• Input material:
START
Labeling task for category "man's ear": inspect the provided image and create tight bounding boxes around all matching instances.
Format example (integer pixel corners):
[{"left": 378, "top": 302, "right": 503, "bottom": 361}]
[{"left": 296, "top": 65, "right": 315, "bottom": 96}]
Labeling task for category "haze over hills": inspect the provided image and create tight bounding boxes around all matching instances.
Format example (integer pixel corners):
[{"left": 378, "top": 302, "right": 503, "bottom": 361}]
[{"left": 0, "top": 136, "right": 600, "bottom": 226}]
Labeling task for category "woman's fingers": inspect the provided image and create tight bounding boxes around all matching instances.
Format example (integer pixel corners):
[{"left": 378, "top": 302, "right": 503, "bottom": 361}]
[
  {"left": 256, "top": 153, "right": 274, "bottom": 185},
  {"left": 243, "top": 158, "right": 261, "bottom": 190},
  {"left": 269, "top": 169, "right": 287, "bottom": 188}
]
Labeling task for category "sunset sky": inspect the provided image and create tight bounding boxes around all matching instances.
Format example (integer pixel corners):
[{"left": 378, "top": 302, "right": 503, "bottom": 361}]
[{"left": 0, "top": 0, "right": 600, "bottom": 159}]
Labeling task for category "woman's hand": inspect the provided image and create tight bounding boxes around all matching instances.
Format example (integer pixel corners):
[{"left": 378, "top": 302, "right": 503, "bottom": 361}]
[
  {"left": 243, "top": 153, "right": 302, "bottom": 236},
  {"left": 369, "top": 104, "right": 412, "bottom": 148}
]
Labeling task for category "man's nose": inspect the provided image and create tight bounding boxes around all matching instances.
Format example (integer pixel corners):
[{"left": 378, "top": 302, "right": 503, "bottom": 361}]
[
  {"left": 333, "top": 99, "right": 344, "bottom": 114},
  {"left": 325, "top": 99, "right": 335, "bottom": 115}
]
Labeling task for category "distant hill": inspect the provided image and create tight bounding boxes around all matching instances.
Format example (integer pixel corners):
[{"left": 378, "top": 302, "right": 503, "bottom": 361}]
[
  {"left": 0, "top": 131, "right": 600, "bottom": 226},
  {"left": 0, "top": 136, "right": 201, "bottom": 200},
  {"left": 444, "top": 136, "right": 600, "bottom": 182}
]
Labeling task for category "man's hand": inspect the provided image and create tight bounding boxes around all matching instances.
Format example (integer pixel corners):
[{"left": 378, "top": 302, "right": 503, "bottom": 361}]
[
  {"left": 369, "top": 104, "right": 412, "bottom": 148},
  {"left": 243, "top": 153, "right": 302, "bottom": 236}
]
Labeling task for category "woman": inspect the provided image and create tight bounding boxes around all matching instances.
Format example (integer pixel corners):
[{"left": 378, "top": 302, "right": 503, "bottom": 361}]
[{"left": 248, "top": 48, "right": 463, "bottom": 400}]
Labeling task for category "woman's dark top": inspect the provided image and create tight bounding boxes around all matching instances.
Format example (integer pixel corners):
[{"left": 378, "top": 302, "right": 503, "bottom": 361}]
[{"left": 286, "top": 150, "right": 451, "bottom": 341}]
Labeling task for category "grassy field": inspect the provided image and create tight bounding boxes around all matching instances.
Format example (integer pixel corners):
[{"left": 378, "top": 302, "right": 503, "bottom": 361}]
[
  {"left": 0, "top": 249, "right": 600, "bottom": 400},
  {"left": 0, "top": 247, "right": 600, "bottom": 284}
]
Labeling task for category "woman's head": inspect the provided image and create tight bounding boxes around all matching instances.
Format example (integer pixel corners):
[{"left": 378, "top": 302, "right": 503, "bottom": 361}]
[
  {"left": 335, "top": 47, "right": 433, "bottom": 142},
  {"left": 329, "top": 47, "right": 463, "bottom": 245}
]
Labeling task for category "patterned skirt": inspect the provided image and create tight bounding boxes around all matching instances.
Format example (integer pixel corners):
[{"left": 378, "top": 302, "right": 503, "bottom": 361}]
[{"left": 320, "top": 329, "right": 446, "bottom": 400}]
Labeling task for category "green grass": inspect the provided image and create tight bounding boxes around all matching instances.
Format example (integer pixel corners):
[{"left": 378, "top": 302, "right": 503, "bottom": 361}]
END
• Your goal: Please pick out each line above that contains the word "hand" and copy those lines in full. Case counts, so match capital and lowercase letters precisely.

• Answer for this exercise:
Labeling task for category "woman's hand": inspect the provided image and create tight bounding boxes around all matching instances.
Labeling task for category "man's hand": inspect the provided image and create tight bounding boxes around all matching instances.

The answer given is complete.